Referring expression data

Start of Block

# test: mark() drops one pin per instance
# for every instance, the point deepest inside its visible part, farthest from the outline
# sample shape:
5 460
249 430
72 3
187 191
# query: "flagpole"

End of Block

▸ **Instructions for the task**:
Give the data again, unchanged in every line.

▸ **Result of the exercise**:
# test: mark() drops one pin per instance
# for every instance, the point deepest inside its visible part, farthest from the outline
# sample shape:
5 460
249 430
72 3
187 191
# query: "flagpole"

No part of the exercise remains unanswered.